**Given problem:**
Could you extract every one of the records below and copy each line word for word?

Records from a dataset
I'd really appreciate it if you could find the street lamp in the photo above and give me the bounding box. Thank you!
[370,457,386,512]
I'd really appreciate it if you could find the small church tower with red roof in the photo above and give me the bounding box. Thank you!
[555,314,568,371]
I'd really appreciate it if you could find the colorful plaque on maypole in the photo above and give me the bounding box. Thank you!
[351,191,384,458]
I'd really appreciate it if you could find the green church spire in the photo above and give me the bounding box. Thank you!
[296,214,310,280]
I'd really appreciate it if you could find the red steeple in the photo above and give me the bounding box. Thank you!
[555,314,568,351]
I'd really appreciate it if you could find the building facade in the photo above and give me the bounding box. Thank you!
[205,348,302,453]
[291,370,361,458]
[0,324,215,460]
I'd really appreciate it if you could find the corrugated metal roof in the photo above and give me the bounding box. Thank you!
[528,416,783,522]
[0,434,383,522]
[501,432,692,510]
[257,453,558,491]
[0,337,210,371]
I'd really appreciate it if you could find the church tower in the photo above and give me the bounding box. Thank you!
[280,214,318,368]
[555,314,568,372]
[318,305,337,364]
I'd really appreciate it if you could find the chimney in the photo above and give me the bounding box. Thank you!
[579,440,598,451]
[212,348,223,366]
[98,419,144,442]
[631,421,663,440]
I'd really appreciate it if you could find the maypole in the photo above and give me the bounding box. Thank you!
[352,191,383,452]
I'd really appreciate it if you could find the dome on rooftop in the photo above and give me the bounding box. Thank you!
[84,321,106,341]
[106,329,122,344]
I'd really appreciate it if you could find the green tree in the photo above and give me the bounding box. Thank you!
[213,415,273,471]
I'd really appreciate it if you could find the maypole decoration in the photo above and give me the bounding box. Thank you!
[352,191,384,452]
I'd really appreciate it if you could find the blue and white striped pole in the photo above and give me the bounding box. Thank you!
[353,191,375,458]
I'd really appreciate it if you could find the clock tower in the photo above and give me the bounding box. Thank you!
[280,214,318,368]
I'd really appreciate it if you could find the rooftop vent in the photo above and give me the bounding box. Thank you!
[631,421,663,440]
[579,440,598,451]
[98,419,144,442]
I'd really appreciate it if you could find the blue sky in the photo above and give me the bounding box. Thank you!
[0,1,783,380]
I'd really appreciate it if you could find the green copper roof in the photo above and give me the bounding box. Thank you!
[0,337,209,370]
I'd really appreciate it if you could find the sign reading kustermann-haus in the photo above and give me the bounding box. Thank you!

**Problem solution:**
I'd really appreciate it if you could find the street lamp in the photo above and give me the bounding box. Thank you!
[370,457,386,512]
I'd really appreciate it if you could find the small church tower with red roof in the photo above and give me the bounding box. Thank you!
[555,314,568,371]
I'd really appreciate it if you could find the colorful plaque on maypole in the photo above and give me the bounding box. Thank you!
[351,191,384,458]
I'd really appreciate it if you could find the green church spire in the photo above and give me the bounding box. Thank you!
[296,214,310,280]
I'd really appreciate it if you could find the red steeple in the photo above and give me the bounding box. Thank you!
[555,314,568,351]
I'd really appreciate it if you could find the building facade in the photo above and give me the bounding box. Thank you!
[205,348,302,453]
[291,370,361,458]
[0,324,215,460]
I'd really appreciate it if you could find the corrugated metal roof in the photo above and give me the bounding box. Thank you!
[528,416,783,522]
[0,434,383,522]
[501,432,692,510]
[257,453,558,491]
[0,337,210,371]
I'd really appreciate it if you could find the church tower in the photo above and give me the bounding box. Thank you!
[280,214,318,368]
[555,314,568,372]
[318,305,337,364]
I'd really appreciate it if you could find the chimney in the photo above and give me the bounding box. Thank you!
[579,440,598,451]
[212,348,223,366]
[98,419,144,442]
[631,421,663,440]
I'd really appreciate it if you could find the maypole in the photo above and give me the bounding box. Thank you!
[352,191,383,452]
I'd really appreciate it if you could find the dome on rooftop in the photo above and give me the bounding box. Thank you!
[84,321,106,341]
[106,329,122,344]
I'd really appreciate it if you could find the green tree in the photo above and give me the bounding box. Thank you!
[213,415,273,471]
I'd really appreciate it if you could find the maypole decoration in the photo above and give me the bounding box. Thank you!
[352,191,384,452]
I'd really appreciate it if you could find the blue and white striped pole in the photo above and give me the bounding box. Thank you!
[353,191,375,458]
I'd really appreciate it if you could find the clock tower in the photo above and give me the bounding box. Thank you!
[280,214,318,368]
I'd really appreciate it if you could find the rooftop vent in the photo above and give me the bounding box. Thank you!
[631,421,663,440]
[579,440,598,451]
[98,419,144,442]
I'd really appreciate it if you could find the blue sky in the photo above and give me the bounding box. Thank you!
[0,1,783,380]
I'd really appreciate it if you could find the green copper roof in the photo above and give me the bounding box. Thank you!
[0,337,209,370]
I'd really appreciate it if you could find the sign reading kustermann-haus in the photo above and give me the bounding box. Thank you!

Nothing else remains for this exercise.